With images removed, transcribe each record exactly as it appears.

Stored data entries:

- - -

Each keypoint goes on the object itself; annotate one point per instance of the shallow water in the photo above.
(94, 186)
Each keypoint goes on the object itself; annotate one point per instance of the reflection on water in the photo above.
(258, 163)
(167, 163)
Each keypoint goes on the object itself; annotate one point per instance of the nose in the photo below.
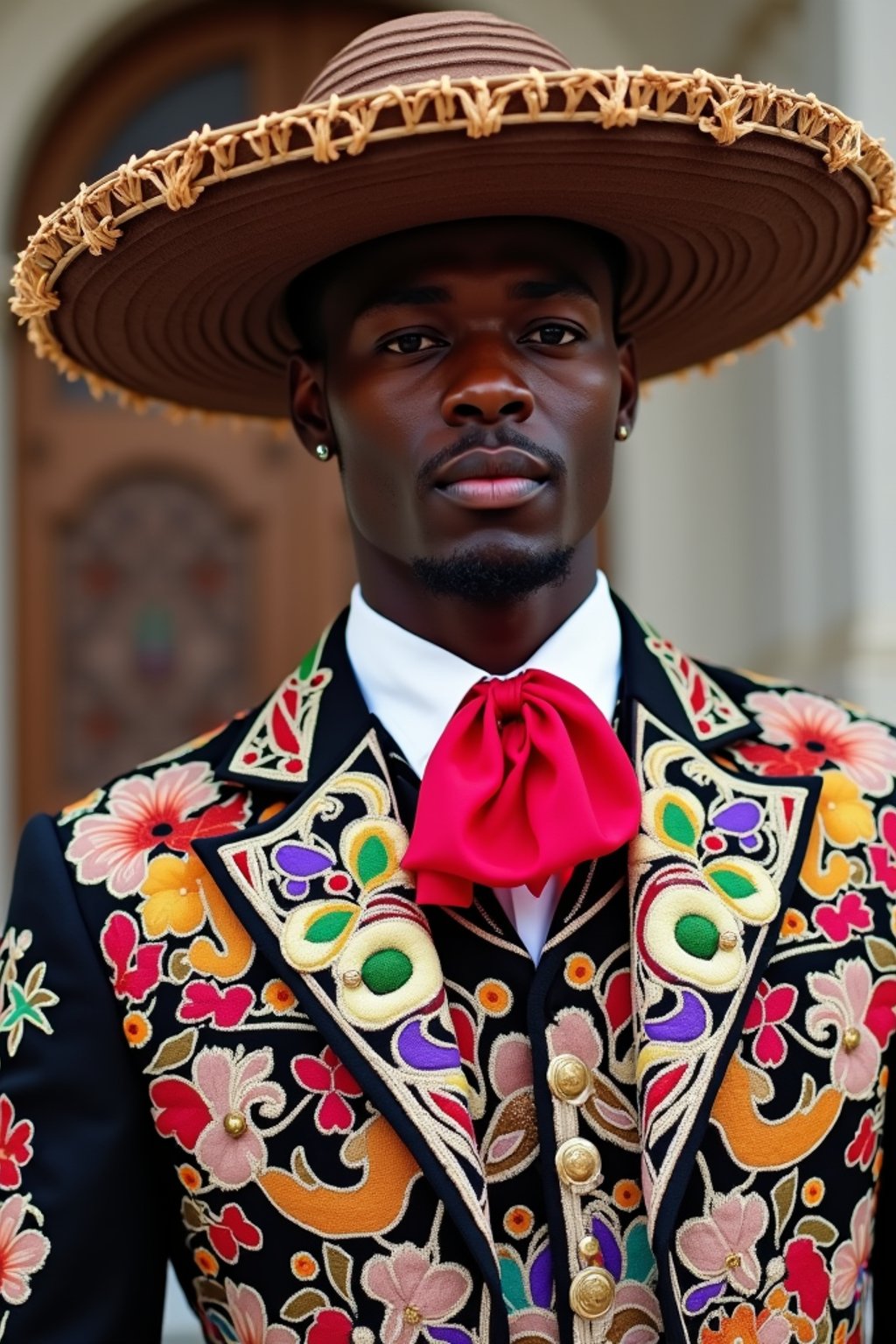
(486, 393)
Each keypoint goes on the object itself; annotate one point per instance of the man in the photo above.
(601, 1053)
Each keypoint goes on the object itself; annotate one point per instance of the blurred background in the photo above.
(153, 578)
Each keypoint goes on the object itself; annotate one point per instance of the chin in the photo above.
(494, 573)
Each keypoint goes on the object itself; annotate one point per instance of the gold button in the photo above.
(590, 1250)
(592, 1293)
(578, 1163)
(852, 1040)
(570, 1080)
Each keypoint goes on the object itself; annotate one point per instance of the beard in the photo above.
(494, 579)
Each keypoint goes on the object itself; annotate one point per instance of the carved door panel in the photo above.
(168, 574)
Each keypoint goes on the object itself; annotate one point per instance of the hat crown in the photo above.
(459, 43)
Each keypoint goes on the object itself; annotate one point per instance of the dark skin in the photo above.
(473, 390)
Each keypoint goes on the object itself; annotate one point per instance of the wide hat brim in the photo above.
(742, 208)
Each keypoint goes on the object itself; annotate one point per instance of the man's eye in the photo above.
(551, 335)
(410, 343)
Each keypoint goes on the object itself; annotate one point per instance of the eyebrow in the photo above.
(421, 296)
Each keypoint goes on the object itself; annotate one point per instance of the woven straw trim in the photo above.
(724, 109)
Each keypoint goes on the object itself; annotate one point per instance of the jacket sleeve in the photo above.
(82, 1242)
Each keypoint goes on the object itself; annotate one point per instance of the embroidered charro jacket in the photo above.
(228, 1037)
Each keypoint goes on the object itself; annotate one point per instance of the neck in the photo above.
(496, 637)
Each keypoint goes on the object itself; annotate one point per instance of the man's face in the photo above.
(472, 386)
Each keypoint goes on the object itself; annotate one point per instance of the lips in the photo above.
(497, 478)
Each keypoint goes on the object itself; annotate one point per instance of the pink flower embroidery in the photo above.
(768, 1008)
(211, 1116)
(864, 1144)
(22, 1254)
(231, 1231)
(812, 732)
(15, 1145)
(248, 1316)
(145, 814)
(332, 1078)
(723, 1245)
(850, 1260)
(416, 1292)
(863, 1020)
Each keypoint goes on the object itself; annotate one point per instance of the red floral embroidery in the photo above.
(329, 1077)
(15, 1145)
(768, 1008)
(233, 1231)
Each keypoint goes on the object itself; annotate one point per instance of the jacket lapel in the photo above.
(710, 875)
(321, 890)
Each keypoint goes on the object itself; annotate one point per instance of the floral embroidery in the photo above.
(850, 1264)
(766, 1012)
(722, 1246)
(810, 732)
(416, 1292)
(332, 1078)
(172, 809)
(211, 1116)
(246, 1321)
(863, 1018)
(22, 1253)
(24, 1003)
(15, 1145)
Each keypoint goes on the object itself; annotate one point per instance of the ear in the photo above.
(308, 403)
(627, 382)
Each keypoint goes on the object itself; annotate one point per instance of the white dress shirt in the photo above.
(414, 687)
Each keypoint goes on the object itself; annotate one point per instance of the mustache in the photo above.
(500, 437)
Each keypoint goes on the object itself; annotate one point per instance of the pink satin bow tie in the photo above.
(527, 780)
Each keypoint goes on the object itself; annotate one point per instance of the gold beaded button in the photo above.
(590, 1250)
(592, 1293)
(570, 1080)
(578, 1163)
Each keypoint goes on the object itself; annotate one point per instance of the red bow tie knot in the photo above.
(527, 781)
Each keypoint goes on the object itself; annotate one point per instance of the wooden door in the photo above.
(168, 574)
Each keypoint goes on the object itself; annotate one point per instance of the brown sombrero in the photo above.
(742, 207)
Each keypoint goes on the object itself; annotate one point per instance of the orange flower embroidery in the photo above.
(137, 1030)
(494, 996)
(626, 1194)
(188, 1176)
(206, 1263)
(519, 1221)
(278, 996)
(304, 1266)
(813, 1191)
(579, 970)
(793, 925)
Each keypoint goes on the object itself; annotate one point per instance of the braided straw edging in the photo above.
(724, 109)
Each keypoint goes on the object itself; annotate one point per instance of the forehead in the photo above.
(549, 248)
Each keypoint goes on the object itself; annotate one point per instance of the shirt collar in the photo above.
(414, 687)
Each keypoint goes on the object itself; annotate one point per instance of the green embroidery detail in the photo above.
(697, 935)
(679, 824)
(373, 860)
(512, 1283)
(308, 663)
(386, 970)
(328, 928)
(734, 885)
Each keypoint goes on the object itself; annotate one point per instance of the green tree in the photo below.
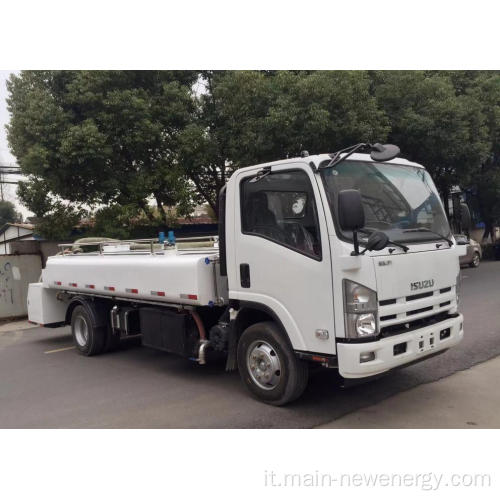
(485, 88)
(249, 117)
(8, 213)
(94, 138)
(435, 125)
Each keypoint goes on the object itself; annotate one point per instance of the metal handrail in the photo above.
(152, 242)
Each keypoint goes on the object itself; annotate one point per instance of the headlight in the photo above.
(360, 310)
(366, 324)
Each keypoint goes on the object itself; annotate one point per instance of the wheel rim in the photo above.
(81, 331)
(264, 365)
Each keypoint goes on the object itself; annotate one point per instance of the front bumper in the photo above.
(419, 344)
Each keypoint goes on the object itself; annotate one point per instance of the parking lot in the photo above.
(45, 383)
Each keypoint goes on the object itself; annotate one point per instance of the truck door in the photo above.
(282, 253)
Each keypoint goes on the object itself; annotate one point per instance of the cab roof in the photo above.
(318, 159)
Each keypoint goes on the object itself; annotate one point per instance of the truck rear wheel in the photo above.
(268, 365)
(88, 339)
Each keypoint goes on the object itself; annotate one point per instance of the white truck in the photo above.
(342, 260)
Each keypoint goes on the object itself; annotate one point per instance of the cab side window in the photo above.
(281, 207)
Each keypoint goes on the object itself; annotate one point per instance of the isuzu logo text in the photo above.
(419, 285)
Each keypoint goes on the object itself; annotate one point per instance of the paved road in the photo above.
(140, 387)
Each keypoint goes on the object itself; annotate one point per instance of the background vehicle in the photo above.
(474, 252)
(343, 260)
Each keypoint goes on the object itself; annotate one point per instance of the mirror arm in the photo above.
(355, 243)
(350, 150)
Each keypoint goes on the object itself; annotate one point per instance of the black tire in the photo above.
(88, 339)
(289, 381)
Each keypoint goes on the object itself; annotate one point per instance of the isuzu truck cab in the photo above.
(343, 260)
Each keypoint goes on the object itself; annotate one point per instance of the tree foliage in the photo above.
(135, 144)
(8, 213)
(97, 138)
(249, 117)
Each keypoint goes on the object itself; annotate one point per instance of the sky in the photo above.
(9, 190)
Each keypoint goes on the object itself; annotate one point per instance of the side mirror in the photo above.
(465, 217)
(377, 241)
(384, 152)
(350, 209)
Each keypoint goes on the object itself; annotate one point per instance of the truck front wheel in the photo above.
(268, 365)
(88, 339)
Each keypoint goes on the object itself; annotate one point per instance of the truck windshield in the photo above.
(400, 200)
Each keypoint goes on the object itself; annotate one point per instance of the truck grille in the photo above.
(397, 313)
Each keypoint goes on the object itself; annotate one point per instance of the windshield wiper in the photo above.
(424, 229)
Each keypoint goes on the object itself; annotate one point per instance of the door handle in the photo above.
(245, 275)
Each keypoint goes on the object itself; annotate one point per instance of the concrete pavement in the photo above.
(466, 399)
(45, 383)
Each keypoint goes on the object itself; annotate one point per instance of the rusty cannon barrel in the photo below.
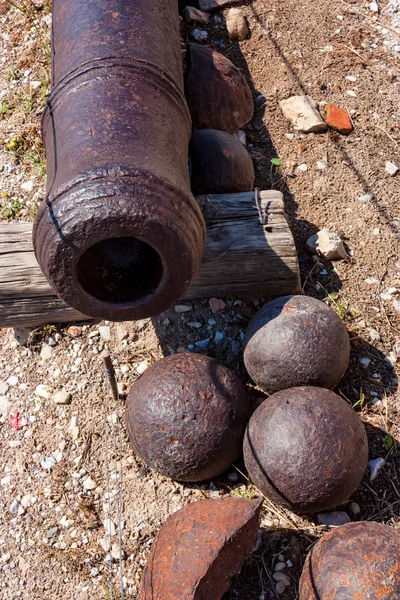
(120, 235)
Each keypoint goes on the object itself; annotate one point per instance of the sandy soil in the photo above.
(56, 542)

- - -

Expected answer:
Each keypoint goes on the object itself; annotate one point per instance of the shallow water in the photo above.
(94, 186)
Each keypoint goes on the object itself; annotate one point per instance of the reflection on water in the photo above.
(258, 163)
(167, 163)
Each keypoint goes on the object itself; annotate one point per instance of the nose in the photo below.
(486, 393)
Each keypoint goes on the object itself; annotate one point per instance of the man in the photo above.
(601, 1053)
Each keypoint goes on the object itself; annotate one point per instance of the blurred background in the photo above.
(153, 578)
Each keypoint goes on the object itself; annotate one point per instance of the chin in the photo above.
(494, 573)
Each keypoint goes on the object itself; annotate one point per instance of the gold button in the photo above.
(590, 1250)
(592, 1293)
(578, 1163)
(852, 1040)
(570, 1080)
Each keypoint goes on the object itself; annotate one point per instance of the beard in the photo above.
(494, 579)
Each keypoint goes on the object itself; annotate one point per instance of the carved door panel in the photo above.
(168, 574)
Each keypoint goes on the object itself; annotate one point per instance of the hat crown in the photo above.
(459, 43)
Each keypoint goes on the object itself; annotate one point per instance of the dark skin in the photo above.
(473, 390)
Each keypoint goes on the object itself; annotate one point per instance of the wide hat brim in the photo above.
(742, 208)
Each keypoint goes on the object itself; annotate one point per instance of the man's eye in the photo above.
(551, 335)
(410, 343)
Each keypoint goes on the object itself; annotate one point per instance of the eyebrow in the photo above.
(421, 296)
Each keypoint goes on the object itself; annotate one point per instance of the woven straw trim in the photo above.
(724, 109)
Each keypoint goes on the object itself; annotate one point per instance of the jacket sleeve in the photo above.
(82, 1242)
Each keypoint goes on the object itself; annotate one point per instance of the embroidered charro jacket in the photo above.
(228, 1037)
Each keypoint goes on the object itself; annotate one point per instance of the neck in the photo above.
(496, 637)
Each keypoint goes on the object itself; annotate one point per instance of the man's face in the photo above.
(472, 386)
Each keypoint goes on the object itself; annotate one point per instance of the lips in the photo above.
(497, 478)
Each keypoint goes on the object itself; annotate one point per instance of the pink flower embroidery in the photo above.
(768, 1008)
(211, 1116)
(864, 1144)
(22, 1254)
(231, 1231)
(812, 732)
(15, 1145)
(248, 1316)
(145, 814)
(332, 1078)
(723, 1245)
(850, 1260)
(416, 1292)
(863, 1020)
Each keypoint goes on the object itself; annotate one point per instance of the red floral embroidery in the photo above.
(329, 1077)
(15, 1145)
(768, 1008)
(233, 1231)
Each keypoint goes on the object itself; annotate one point per instance of the jacket lapel in the photo above.
(710, 875)
(321, 890)
Each keypoint goes on the object itself; annotate one point per instance of the floral embroidery in the photo above.
(850, 1264)
(766, 1012)
(722, 1246)
(810, 732)
(416, 1292)
(332, 1078)
(172, 809)
(211, 1116)
(246, 1321)
(863, 1018)
(22, 1253)
(24, 1003)
(15, 1145)
Each keypoint goes on the object itself; annotate one point per instance of the ear in the photo above.
(308, 403)
(627, 382)
Each keypoint goes on the object itself; annotate one point per instance of the white dress shirt in the photo above.
(414, 687)
Each keypoint goes on the object itself; annotate one point per instance of the mustache in the photo above.
(500, 437)
Each keypoint goes on the object itself; annotate one point per instance of the pink satin bow tie in the photo above.
(527, 780)
Each keypoint goes on the object itself; annotate one point per instance of the gold beaded button in the photo above.
(590, 1250)
(592, 1293)
(570, 1080)
(578, 1163)
Each keypoint goes on the object itself; annotate one point per instance of the red bow tie knot in the photo above.
(527, 781)
Each keypoint goes on the object itself; annotate one point per instance of the wooden door in the photo above.
(168, 574)
Each keypoint goes on the object itself; annotate one point per instance of the brown sombrero in the photo above.
(742, 207)
Each keypoint goes on the object itself; annotate one point per instance of the orange flower embroidery in the photo above.
(137, 1030)
(494, 996)
(626, 1194)
(188, 1176)
(206, 1263)
(519, 1221)
(278, 996)
(304, 1266)
(813, 1191)
(579, 970)
(793, 925)
Each keypoint goes on the object itself; annotate one point per instance of the braided straw edging in the photo above.
(724, 109)
Each keypoint goes on the object itself; annotate one point per instance of the forehead in the photo above.
(549, 248)
Each keypoint goes on the object itself; annotate one point per instance of the shirt collar in the photo above.
(414, 687)
Each keypoint goes on the object itself; annotate one point per instance of the green embroidery detail in the photo above.
(697, 935)
(679, 824)
(373, 860)
(512, 1283)
(308, 663)
(386, 970)
(328, 928)
(734, 885)
Each keypoint goes on the object itself; annotate one point per instance of the green tree in the photo below.
(485, 88)
(249, 117)
(8, 213)
(94, 138)
(435, 125)
Each keypoint goes on the object itself; annotate one point per instance of the metal handrail in the photo above.
(152, 242)
Each keypoint goes on the object itself; annotate one point per instance of the headlight in the photo above.
(360, 310)
(366, 324)
Each keypoint goes on the object itself; annotate one point per instance of the wheel rim in the photo above.
(81, 331)
(264, 365)
Each keypoint goes on the object itself; annotate one point per instance of the front bumper in the photo above.
(419, 344)
Each keypoint goes on the object itself; annotate one point per instance of the parking lot in the photo above.
(45, 383)
Each keypoint goes on the object itself; annotate one point per instance of the truck door in the photo above.
(282, 253)
Each keypoint goes on the object itself; annotate one point per instance of the cab roof in the photo above.
(318, 159)
Each keypoint goes on the object itself; annotate one point per instance of the truck rear wheel in the photo above.
(268, 365)
(88, 339)
Each keypoint goes on the object itself; annotate one point per instance of the white truck in the photo above.
(342, 260)
Each keypoint goes on the object itself; annotate one point per instance of the cab side window in the photo above.
(281, 207)
Each keypoint goes on the object itself; annotate one point per instance of the isuzu logo text in the photo above.
(419, 285)
Each keypoint goes on the object itself; annotate one point per instance of the paved road in the photo above.
(140, 387)
Each keypoint goes on the object itself; annotate one point per instance of the background vehicle in the photo above.
(474, 252)
(343, 260)
Each keypoint goes on the object itself; annotate one point per instance of the mirror arm in the photo above.
(355, 243)
(350, 150)
Each keypoint goes on the object itself; annotate one point per instance of the black tire in the photo above.
(88, 339)
(289, 381)
Each keypoint goes on the object itself; annotate one point per instance of the isuzu truck cab in the photo above.
(343, 260)
Each keypoint goes on the object itself; annotate one point per instance of the tree foliage in the photo above.
(135, 144)
(8, 213)
(97, 138)
(249, 117)
Each keypoint goes on the object itself; annotate one point per instance of the sky in the photo above.
(9, 190)
Each keypoint goes on the object itself; annotate one point per instance of the side mirror in the photo above.
(465, 217)
(377, 241)
(384, 152)
(350, 209)
Each keypoint goes on the object itself; annotate one point per instance of the truck front wheel in the photo above.
(268, 365)
(88, 339)
Each keypoint goes on the object itself; annotate one point per instance of the truck windshield in the photo above.
(400, 200)
Each keypoint goes on the object itself; annotate one point per instance of the truck grille in the photo above.
(397, 313)
Each keypoint goes on the object itself; annotate one point per instance of the windshield wiper in the photo above.
(424, 229)
Each keypoint goes on the object itself; annotate one point per instance of the door handle in the photo above.
(245, 275)
Each keypoint goes on the object itself; annotate one point per instance of the concrete pavement in the photo above.
(466, 399)
(45, 383)
Each keypoint goes on the object itself; annotate one point per instance of the rusty cannon barrel in the photo below.
(120, 235)
Each keypoint goes on the object itself; annotate one point per instance of the sandy soil in the photo above.
(56, 542)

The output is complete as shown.